_INPUT DATA_

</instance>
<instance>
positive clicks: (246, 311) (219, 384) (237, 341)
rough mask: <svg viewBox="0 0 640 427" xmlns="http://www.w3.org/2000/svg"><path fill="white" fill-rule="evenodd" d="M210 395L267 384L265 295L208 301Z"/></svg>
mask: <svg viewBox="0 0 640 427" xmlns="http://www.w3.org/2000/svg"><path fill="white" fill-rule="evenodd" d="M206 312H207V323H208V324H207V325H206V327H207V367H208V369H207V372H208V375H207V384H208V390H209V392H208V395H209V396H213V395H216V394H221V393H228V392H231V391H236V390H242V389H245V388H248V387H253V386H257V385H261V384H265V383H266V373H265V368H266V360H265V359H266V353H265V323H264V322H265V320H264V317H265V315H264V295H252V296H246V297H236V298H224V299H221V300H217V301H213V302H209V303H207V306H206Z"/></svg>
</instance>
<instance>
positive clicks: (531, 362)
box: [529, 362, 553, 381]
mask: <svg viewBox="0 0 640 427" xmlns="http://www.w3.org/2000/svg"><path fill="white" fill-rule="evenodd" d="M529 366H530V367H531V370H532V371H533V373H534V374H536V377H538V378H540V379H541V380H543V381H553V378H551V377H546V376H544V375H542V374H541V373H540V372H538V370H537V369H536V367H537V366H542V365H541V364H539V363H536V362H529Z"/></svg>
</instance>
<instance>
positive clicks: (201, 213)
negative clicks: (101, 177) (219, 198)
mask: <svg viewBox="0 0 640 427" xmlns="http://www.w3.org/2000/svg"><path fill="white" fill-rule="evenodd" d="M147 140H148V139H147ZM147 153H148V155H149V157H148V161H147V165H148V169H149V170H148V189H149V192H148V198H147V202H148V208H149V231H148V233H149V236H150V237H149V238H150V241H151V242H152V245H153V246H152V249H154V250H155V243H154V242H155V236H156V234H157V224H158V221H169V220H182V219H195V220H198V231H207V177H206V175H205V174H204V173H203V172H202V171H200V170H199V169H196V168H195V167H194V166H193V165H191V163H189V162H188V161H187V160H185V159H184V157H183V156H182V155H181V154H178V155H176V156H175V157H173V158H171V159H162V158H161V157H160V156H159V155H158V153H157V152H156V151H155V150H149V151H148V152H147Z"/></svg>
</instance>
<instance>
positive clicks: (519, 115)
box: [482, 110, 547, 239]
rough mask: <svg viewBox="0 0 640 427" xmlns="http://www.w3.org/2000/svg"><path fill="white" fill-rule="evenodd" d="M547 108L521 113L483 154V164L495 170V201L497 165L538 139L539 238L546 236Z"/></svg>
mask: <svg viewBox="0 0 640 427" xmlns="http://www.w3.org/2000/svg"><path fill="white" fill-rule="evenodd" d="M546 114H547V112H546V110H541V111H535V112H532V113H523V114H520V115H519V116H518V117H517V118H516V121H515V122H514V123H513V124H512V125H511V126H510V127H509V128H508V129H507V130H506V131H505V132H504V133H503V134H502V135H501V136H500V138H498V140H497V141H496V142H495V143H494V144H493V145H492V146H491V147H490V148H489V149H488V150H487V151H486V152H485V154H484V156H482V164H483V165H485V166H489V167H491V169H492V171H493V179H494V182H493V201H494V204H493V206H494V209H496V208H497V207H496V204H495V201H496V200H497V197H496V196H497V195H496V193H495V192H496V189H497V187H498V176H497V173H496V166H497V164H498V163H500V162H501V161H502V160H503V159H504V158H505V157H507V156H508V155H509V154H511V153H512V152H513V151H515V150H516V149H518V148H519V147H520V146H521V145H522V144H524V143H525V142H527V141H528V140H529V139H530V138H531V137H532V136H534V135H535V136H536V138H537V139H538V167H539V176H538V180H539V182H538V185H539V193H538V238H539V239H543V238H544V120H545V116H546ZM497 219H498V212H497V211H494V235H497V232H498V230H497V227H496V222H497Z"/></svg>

---

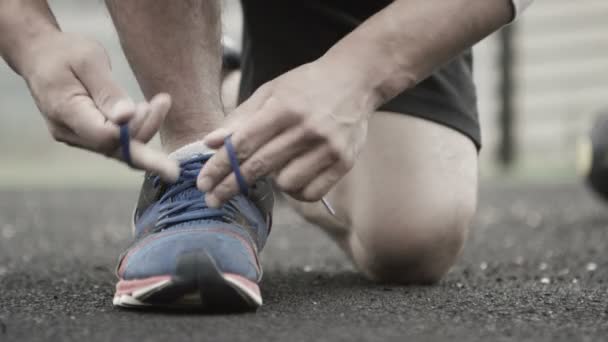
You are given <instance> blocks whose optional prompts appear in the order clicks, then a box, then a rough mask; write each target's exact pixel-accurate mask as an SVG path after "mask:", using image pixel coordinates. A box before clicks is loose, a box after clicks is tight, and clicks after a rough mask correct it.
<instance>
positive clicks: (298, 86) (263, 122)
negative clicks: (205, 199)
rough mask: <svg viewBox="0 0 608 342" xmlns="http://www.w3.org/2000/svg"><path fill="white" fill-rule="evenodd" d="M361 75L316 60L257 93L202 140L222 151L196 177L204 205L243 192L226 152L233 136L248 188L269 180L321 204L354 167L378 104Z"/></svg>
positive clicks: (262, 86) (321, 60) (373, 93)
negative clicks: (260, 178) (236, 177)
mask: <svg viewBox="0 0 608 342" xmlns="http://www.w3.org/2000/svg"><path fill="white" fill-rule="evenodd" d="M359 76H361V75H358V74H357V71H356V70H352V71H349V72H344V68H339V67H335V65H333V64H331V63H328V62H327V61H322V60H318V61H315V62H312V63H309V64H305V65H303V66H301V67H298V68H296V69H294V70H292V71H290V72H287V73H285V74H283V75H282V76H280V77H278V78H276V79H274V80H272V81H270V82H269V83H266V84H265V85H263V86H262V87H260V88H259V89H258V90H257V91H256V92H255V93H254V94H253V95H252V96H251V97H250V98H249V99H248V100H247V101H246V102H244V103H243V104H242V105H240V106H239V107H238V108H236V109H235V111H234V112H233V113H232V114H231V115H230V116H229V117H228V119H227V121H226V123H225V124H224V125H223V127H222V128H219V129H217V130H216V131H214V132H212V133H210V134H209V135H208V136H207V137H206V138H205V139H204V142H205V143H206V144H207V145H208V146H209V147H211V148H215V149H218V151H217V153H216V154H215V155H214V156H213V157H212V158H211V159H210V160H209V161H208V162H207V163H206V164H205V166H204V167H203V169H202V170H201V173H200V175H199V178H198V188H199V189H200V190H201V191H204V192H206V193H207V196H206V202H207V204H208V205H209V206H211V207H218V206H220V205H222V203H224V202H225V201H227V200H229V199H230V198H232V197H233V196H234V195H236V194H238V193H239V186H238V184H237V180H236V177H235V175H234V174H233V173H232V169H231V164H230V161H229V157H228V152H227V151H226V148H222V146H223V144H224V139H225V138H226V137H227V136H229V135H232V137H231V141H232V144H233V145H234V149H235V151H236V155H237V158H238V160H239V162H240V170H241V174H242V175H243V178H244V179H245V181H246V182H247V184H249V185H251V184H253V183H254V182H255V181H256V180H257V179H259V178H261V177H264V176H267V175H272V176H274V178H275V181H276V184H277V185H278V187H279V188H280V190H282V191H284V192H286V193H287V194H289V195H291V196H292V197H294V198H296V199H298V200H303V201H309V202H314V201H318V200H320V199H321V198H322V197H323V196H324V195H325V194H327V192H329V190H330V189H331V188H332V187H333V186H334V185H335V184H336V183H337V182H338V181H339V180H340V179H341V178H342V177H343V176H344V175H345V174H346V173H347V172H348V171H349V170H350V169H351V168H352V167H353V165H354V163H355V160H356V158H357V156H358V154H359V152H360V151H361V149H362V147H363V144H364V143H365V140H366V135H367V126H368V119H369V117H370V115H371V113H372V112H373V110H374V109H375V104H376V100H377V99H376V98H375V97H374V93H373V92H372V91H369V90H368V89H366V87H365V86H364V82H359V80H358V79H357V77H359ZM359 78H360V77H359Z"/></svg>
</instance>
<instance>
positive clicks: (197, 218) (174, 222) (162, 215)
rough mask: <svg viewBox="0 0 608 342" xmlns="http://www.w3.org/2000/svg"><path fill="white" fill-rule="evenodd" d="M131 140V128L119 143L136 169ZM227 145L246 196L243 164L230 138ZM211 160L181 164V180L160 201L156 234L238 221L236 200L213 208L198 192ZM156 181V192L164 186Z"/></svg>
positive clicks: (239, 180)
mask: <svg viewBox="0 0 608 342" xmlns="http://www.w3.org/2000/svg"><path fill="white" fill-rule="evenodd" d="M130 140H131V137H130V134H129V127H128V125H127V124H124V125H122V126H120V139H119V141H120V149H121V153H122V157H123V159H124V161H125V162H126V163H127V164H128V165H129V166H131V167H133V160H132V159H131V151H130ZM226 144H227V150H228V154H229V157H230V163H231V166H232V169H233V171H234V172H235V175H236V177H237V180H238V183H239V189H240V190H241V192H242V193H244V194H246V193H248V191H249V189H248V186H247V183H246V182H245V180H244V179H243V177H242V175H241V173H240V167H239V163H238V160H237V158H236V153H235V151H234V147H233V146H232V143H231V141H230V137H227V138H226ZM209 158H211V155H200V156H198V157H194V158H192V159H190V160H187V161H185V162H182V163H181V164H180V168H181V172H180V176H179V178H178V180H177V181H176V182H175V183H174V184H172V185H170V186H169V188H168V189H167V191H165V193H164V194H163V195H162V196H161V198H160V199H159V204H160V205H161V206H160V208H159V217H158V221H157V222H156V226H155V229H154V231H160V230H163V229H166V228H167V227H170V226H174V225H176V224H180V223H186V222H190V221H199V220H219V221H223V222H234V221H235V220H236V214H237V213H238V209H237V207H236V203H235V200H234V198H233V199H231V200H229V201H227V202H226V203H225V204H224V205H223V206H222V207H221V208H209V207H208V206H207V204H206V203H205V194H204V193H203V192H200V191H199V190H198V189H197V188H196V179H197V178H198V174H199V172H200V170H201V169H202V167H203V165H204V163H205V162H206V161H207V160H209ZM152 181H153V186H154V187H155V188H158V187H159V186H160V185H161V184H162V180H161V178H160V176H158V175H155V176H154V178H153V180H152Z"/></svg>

---

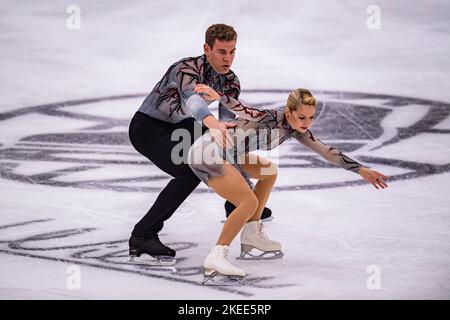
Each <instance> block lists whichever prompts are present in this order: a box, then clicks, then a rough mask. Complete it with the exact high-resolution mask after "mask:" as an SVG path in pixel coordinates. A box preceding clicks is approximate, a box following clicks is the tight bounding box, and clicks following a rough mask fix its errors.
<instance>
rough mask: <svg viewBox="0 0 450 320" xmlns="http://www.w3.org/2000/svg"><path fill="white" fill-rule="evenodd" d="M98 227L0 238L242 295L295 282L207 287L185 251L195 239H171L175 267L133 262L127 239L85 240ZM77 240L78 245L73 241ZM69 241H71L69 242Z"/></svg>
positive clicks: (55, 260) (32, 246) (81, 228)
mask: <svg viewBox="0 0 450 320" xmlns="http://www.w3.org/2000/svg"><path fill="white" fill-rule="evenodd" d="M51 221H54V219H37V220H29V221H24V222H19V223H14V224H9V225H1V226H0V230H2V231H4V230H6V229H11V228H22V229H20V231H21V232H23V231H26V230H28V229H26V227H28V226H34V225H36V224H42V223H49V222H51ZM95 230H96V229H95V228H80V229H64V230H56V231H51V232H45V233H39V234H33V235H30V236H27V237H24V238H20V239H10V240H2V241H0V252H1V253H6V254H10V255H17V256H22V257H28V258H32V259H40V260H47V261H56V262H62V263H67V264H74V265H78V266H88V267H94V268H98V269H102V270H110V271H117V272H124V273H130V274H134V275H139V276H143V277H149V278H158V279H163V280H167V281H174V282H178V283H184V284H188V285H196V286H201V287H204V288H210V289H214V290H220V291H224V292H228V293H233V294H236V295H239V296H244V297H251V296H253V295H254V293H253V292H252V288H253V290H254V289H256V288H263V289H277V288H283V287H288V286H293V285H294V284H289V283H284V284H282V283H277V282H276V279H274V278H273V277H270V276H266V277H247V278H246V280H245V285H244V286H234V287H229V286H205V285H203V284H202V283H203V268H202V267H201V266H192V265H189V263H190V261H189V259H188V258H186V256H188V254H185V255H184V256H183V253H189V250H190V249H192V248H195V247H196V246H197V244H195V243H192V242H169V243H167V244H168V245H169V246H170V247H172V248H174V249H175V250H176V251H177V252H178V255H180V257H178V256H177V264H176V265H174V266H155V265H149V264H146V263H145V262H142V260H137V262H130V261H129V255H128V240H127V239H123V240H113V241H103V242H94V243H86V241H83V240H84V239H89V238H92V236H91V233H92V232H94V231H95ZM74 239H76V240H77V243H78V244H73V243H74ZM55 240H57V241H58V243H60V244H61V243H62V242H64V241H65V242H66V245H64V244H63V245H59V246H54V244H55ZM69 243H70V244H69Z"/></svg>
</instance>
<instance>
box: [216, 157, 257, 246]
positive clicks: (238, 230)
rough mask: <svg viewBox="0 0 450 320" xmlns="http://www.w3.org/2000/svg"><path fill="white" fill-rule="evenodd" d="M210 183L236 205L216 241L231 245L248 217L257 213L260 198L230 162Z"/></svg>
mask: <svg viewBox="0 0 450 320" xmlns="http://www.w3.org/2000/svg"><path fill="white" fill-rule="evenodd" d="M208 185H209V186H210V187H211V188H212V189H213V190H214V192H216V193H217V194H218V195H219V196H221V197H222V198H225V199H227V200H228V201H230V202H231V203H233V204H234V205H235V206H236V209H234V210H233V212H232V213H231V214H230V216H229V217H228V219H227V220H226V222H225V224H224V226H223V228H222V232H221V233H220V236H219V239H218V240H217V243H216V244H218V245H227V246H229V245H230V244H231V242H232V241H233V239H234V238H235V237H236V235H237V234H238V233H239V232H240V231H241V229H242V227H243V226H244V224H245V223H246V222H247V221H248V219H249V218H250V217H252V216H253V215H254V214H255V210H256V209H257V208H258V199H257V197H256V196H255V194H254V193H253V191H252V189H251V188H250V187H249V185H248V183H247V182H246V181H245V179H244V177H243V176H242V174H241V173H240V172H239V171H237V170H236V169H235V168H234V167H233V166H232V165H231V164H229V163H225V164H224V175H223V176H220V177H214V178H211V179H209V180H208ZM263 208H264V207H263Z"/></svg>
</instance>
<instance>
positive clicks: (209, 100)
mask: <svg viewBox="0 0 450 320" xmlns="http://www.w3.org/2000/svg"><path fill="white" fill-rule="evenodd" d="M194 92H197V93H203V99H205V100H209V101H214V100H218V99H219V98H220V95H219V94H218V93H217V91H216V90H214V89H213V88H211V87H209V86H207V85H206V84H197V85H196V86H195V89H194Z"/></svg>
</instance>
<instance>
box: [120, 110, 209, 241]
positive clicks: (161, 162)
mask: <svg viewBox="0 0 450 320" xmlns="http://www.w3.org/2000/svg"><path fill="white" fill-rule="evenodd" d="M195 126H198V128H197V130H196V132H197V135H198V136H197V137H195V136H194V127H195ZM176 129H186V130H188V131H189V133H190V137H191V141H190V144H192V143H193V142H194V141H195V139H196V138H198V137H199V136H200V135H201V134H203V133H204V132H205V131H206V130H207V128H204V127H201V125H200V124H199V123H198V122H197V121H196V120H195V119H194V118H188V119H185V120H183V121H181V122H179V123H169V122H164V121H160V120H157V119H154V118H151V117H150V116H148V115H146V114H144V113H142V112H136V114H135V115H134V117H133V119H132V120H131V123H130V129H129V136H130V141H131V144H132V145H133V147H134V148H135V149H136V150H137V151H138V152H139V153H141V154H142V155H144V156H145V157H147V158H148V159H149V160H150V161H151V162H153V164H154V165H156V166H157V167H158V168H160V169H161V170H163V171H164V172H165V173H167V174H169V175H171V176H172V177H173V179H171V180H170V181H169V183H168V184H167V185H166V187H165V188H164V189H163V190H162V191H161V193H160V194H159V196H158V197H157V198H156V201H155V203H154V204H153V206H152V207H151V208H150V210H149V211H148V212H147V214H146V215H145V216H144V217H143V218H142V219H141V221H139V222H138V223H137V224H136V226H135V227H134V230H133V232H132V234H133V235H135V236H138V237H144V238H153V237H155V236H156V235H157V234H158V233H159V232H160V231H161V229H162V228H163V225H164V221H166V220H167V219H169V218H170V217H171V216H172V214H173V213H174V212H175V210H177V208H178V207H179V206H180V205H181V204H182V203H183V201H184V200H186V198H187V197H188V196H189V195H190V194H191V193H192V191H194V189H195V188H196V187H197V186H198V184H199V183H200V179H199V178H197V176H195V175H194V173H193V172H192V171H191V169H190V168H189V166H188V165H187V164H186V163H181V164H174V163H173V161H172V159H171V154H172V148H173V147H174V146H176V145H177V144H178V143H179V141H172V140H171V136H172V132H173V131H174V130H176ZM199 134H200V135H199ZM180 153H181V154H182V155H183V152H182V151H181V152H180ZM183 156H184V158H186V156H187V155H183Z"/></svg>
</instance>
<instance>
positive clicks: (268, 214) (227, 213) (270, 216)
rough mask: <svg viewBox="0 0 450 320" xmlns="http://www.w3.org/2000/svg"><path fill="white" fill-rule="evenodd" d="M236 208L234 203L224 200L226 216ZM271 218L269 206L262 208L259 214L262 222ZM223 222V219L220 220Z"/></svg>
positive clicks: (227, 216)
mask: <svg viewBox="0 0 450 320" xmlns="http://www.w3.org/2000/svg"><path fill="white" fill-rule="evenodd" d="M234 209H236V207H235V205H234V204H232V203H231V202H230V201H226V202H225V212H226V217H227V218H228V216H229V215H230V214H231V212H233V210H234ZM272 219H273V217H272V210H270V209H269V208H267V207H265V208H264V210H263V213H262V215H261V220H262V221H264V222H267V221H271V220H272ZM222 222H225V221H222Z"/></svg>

_YOUR GOAL_
Among the records above, a stretch begins at the line containing "negative clicks: (101, 177) (219, 198)" and ends at the line containing "box: [482, 110, 547, 239]". Restate that stretch word for word, and nothing else.

_ANSWER SPACE_
negative clicks: (101, 177) (219, 198)
mask: <svg viewBox="0 0 640 427" xmlns="http://www.w3.org/2000/svg"><path fill="white" fill-rule="evenodd" d="M147 140H148V139H147ZM147 153H148V155H149V157H148V161H147V165H148V169H149V170H148V189H149V192H148V198H147V202H148V208H149V231H148V233H149V236H150V237H149V238H150V241H151V242H152V245H153V246H152V249H154V250H155V243H154V242H155V236H156V234H157V224H158V221H169V220H182V219H195V220H198V231H207V177H206V175H205V174H204V173H203V172H202V171H200V170H199V169H196V168H195V167H194V166H193V165H191V163H189V162H188V161H187V160H185V159H184V157H183V156H182V155H181V154H178V155H176V156H175V157H173V158H171V159H162V158H161V157H160V156H159V155H158V153H157V152H156V151H155V150H149V151H148V152H147Z"/></svg>
</instance>
<instance>
positive clicks: (519, 115)
box: [482, 110, 547, 239]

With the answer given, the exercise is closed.